DATA FOR THE TASK ▸

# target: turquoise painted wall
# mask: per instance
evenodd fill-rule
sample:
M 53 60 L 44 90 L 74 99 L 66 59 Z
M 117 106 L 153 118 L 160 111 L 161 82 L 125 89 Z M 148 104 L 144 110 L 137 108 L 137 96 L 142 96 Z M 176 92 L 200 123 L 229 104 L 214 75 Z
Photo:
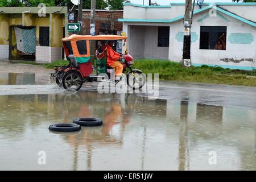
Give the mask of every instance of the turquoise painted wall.
M 228 40 L 231 44 L 250 44 L 254 38 L 251 34 L 232 33 Z

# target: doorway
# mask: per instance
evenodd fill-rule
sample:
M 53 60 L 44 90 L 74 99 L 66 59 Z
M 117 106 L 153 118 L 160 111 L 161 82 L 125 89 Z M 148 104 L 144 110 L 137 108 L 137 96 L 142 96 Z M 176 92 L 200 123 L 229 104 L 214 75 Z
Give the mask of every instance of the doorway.
M 11 26 L 9 32 L 9 59 L 35 61 L 36 27 Z

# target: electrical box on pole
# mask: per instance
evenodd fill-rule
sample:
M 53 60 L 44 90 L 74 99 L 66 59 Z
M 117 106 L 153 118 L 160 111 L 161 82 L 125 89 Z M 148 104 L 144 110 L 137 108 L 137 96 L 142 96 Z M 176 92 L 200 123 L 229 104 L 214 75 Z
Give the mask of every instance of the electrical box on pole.
M 185 14 L 183 19 L 184 39 L 183 65 L 184 67 L 191 67 L 191 22 L 192 22 L 192 1 L 186 0 Z

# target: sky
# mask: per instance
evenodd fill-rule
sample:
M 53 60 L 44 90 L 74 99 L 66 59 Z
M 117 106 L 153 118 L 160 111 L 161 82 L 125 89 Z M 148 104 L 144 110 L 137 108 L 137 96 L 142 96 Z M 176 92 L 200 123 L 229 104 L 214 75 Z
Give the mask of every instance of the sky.
M 143 0 L 130 0 L 131 2 L 142 5 Z M 185 0 L 151 0 L 151 2 L 156 2 L 160 5 L 169 5 L 170 2 L 185 2 Z M 205 2 L 232 2 L 232 0 L 204 0 Z M 144 5 L 148 5 L 148 0 L 144 0 Z

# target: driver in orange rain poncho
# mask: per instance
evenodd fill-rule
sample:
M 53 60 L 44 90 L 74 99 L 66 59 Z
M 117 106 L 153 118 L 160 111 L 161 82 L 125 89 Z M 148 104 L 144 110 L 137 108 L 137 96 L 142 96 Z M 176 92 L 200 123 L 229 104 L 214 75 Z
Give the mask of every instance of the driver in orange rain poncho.
M 117 53 L 112 48 L 113 41 L 108 41 L 108 45 L 103 45 L 101 49 L 107 51 L 107 65 L 115 69 L 115 76 L 116 80 L 120 80 L 123 74 L 123 65 L 118 60 L 121 59 L 121 54 Z M 96 55 L 98 53 L 96 52 Z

WORK TO BE COMPLETED ▸
Copy out all of the data above line for line, without any change, and leave out the pictures.

TASK SOLUTION ▸
# target: turquoise painted wall
# mask: per instance
evenodd fill-rule
sample:
M 53 60 L 44 90 L 74 99 L 66 59 Z
M 117 106 L 153 118 L 160 111 L 161 82 L 125 89 Z M 148 104 L 144 110 L 137 108 L 137 96 L 142 96 Z M 176 92 L 200 123 L 229 104 L 214 75 Z
Photo:
Give the mask of every instance of the turquoise painted wall.
M 228 40 L 231 44 L 250 44 L 254 38 L 251 34 L 232 33 Z

# target: doorway
# mask: per instance
evenodd fill-rule
sample:
M 53 60 L 44 90 L 74 99 L 66 59 Z
M 117 106 L 153 118 L 160 111 L 161 82 L 125 89 Z M 148 104 L 144 110 L 137 108 L 137 96 L 142 96 Z M 176 92 L 200 123 L 229 104 L 214 75 Z
Give the mask of every instance of the doorway.
M 11 26 L 9 32 L 9 59 L 35 61 L 36 27 Z

# target: electrical box on pole
# mask: per instance
evenodd fill-rule
sample:
M 53 60 L 44 90 L 74 99 L 66 59 Z
M 117 106 L 153 118 L 160 111 L 161 82 L 125 89 Z M 148 104 L 144 110 L 137 108 L 137 96 L 142 96 Z M 176 92 L 200 123 L 229 104 L 214 75 Z
Give the mask of every instance of the electrical box on pole.
M 185 14 L 183 19 L 184 39 L 183 65 L 184 67 L 191 67 L 191 22 L 192 22 L 192 1 L 186 0 Z

# target: sky
# mask: per instance
evenodd fill-rule
sample:
M 53 60 L 44 90 L 74 99 L 66 59 Z
M 117 106 L 153 118 L 160 111 L 161 82 L 125 89 Z M 148 104 L 144 110 L 137 108 L 137 96 L 142 96 Z M 176 92 L 200 123 L 229 104 L 214 75 Z
Give the mask of every instance of the sky.
M 143 0 L 130 0 L 131 2 L 142 5 Z M 185 0 L 151 0 L 151 2 L 156 2 L 160 5 L 169 5 L 170 2 L 185 2 Z M 205 2 L 232 2 L 232 0 L 204 0 Z M 144 5 L 148 5 L 148 0 L 144 0 Z

# target: driver in orange rain poncho
# mask: per instance
evenodd fill-rule
sample:
M 53 60 L 44 90 L 74 99 L 66 59 Z
M 117 106 L 153 118 L 160 111 L 161 82 L 125 89 Z M 148 104 L 144 110 L 137 108 L 137 96 L 142 96 Z M 176 92 L 200 123 L 229 104 L 214 75 Z
Give the mask of every instance of the driver in orange rain poncho.
M 117 53 L 112 48 L 113 41 L 108 41 L 108 45 L 103 45 L 101 49 L 107 51 L 107 65 L 115 69 L 115 76 L 116 80 L 120 80 L 123 74 L 123 65 L 118 60 L 121 59 L 121 54 Z M 96 55 L 98 53 L 96 52 Z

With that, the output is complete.